◆ Aim: Report each line below that contains the string "khaki", copying those lines in full. Case counts.

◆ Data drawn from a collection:
_ _ _ _ _ _ _

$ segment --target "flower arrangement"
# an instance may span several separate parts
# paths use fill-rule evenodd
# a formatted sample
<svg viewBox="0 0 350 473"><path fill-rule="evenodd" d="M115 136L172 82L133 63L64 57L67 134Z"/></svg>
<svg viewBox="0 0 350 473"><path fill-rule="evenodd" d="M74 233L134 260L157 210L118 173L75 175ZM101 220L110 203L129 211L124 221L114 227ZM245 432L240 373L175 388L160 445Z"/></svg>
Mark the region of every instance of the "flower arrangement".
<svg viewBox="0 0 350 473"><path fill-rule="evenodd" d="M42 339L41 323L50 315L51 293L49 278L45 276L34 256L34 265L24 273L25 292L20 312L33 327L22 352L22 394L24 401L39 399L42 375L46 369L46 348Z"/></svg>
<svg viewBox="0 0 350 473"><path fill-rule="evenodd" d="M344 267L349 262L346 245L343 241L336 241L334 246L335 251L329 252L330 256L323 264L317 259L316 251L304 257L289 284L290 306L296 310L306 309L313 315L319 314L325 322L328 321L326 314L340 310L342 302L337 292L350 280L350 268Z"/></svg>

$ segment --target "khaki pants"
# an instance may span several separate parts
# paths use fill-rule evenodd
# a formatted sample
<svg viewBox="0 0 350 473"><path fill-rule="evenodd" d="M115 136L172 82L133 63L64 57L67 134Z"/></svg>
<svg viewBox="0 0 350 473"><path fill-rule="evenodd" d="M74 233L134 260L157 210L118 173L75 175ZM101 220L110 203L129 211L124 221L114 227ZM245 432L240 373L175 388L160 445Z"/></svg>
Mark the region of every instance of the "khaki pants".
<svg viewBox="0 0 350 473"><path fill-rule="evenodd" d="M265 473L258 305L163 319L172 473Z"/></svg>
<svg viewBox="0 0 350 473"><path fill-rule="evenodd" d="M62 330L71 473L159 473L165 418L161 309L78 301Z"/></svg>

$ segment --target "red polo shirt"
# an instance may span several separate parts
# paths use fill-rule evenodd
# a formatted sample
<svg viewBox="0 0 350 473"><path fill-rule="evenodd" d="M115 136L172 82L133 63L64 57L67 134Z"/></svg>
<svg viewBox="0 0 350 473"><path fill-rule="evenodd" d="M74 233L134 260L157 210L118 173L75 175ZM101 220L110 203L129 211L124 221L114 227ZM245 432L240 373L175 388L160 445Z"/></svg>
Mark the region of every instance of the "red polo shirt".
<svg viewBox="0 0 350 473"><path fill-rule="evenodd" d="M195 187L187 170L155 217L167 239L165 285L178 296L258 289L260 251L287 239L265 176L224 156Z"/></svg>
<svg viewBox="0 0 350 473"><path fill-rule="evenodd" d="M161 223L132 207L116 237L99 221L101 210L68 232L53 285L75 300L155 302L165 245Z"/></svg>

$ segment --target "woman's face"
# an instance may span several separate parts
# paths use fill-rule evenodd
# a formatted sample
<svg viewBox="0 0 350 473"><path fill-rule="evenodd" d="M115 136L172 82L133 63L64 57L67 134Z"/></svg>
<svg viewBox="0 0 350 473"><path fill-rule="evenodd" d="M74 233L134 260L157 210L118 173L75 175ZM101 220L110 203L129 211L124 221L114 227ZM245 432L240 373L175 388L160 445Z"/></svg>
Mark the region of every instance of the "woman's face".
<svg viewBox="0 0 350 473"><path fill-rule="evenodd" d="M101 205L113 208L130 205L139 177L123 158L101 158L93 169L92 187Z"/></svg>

_ _ _ _ _ _ _

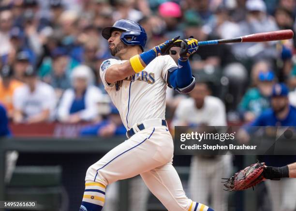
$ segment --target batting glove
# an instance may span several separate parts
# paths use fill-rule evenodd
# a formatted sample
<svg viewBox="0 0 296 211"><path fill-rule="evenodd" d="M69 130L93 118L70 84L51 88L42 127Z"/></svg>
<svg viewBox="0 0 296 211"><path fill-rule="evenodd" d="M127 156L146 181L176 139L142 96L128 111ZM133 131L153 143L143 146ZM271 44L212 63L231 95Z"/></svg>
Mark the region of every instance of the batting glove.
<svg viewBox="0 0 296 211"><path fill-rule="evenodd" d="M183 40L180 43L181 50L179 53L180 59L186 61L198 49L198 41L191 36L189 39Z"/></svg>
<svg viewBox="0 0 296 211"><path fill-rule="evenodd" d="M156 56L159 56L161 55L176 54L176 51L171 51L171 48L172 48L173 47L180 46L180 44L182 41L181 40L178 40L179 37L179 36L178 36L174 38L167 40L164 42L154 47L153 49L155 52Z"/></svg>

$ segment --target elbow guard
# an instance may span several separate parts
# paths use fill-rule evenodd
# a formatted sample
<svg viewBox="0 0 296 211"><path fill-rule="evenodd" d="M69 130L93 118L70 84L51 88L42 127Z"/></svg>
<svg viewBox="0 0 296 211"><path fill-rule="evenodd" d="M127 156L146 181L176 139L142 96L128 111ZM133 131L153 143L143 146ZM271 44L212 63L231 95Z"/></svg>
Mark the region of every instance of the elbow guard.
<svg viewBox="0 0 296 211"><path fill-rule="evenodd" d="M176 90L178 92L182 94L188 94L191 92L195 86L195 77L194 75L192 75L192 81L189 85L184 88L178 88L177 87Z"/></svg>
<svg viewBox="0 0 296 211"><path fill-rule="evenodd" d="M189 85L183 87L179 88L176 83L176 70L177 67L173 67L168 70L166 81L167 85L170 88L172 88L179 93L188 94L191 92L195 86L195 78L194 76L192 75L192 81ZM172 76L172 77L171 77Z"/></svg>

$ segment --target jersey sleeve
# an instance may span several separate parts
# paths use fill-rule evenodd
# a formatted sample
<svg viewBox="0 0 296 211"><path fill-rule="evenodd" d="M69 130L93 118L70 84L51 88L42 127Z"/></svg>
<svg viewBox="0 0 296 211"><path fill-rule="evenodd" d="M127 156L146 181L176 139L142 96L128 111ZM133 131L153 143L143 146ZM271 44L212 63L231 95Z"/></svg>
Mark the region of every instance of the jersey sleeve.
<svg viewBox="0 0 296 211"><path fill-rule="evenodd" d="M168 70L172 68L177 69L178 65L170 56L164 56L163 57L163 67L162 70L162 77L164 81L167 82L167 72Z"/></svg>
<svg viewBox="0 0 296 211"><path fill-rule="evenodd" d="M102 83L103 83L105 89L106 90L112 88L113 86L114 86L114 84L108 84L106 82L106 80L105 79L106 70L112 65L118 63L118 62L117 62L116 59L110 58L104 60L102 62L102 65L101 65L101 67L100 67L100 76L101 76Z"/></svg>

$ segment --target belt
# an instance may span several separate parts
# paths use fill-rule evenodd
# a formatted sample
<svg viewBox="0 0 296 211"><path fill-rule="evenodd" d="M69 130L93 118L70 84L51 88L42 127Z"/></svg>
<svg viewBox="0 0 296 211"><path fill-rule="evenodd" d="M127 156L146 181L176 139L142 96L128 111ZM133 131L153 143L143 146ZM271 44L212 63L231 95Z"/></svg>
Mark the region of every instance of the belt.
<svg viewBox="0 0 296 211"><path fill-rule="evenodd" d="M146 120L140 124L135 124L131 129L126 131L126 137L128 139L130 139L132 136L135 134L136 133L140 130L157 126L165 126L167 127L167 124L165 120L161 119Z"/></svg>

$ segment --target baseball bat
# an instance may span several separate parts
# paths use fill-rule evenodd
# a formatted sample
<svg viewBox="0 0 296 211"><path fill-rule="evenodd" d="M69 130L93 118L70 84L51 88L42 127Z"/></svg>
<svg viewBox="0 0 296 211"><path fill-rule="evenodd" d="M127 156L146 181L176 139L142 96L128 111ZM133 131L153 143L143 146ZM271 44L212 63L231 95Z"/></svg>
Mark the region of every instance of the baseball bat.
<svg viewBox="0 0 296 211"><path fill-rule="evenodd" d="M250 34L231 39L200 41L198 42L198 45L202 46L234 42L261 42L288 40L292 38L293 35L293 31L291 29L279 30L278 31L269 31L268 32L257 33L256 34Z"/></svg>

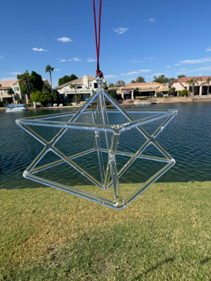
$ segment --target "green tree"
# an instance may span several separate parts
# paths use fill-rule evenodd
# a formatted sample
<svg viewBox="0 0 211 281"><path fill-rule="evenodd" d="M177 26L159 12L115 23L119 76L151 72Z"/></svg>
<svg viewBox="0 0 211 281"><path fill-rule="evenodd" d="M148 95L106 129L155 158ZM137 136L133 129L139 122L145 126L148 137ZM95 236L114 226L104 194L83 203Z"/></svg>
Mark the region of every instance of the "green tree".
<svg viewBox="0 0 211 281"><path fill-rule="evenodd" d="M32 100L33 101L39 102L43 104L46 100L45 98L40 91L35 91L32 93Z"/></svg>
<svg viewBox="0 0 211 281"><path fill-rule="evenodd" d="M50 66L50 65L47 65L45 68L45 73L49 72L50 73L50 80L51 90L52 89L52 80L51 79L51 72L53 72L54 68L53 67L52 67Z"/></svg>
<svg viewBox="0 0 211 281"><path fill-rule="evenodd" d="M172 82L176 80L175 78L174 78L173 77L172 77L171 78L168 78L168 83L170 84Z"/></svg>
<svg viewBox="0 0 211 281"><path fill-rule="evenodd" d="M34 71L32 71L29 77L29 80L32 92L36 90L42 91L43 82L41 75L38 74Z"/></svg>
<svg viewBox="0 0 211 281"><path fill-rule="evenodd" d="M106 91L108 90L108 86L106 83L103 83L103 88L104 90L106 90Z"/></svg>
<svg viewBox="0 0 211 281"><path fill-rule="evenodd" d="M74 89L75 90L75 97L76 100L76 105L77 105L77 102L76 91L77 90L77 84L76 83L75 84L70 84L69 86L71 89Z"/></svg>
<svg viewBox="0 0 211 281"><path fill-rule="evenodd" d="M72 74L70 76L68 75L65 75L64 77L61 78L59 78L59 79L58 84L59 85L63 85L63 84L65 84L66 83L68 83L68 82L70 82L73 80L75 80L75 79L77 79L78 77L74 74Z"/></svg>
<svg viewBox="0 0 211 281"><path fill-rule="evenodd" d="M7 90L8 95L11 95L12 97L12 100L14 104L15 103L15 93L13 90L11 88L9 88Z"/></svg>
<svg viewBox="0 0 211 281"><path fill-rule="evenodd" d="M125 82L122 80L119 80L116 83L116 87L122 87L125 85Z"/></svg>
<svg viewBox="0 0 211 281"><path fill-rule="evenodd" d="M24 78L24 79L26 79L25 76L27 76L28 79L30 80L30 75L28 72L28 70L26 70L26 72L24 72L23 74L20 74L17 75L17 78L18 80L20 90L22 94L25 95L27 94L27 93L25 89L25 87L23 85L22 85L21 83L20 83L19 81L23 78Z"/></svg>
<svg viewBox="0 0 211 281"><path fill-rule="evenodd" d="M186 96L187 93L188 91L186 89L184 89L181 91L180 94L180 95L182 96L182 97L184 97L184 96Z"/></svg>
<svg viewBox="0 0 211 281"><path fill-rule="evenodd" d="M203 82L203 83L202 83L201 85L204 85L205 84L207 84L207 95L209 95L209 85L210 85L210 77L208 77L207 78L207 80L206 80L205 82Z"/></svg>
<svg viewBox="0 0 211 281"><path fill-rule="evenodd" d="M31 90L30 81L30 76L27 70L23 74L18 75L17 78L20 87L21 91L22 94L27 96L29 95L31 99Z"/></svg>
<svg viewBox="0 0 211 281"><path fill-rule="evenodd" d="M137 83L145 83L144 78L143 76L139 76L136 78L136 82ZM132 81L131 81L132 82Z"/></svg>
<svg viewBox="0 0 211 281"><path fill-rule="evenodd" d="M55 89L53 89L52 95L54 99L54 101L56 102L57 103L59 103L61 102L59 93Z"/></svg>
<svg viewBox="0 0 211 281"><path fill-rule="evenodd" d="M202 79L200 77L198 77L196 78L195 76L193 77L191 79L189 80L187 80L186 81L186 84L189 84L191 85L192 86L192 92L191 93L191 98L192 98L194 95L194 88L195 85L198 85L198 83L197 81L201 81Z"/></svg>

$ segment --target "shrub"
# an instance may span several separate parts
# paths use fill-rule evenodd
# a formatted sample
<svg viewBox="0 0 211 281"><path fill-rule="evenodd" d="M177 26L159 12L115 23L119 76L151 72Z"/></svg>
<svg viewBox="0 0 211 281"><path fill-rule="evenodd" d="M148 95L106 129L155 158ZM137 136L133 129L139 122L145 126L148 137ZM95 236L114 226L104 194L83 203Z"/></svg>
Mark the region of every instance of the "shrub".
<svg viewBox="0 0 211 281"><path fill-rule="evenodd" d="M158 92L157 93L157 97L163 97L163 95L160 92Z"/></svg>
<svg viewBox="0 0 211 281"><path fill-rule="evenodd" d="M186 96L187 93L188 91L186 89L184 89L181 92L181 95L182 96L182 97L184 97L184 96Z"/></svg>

_ _ _ _ _ _ _

◆ Task result:
$ segment --target "khaki pants"
Mark the region of every instance of the "khaki pants".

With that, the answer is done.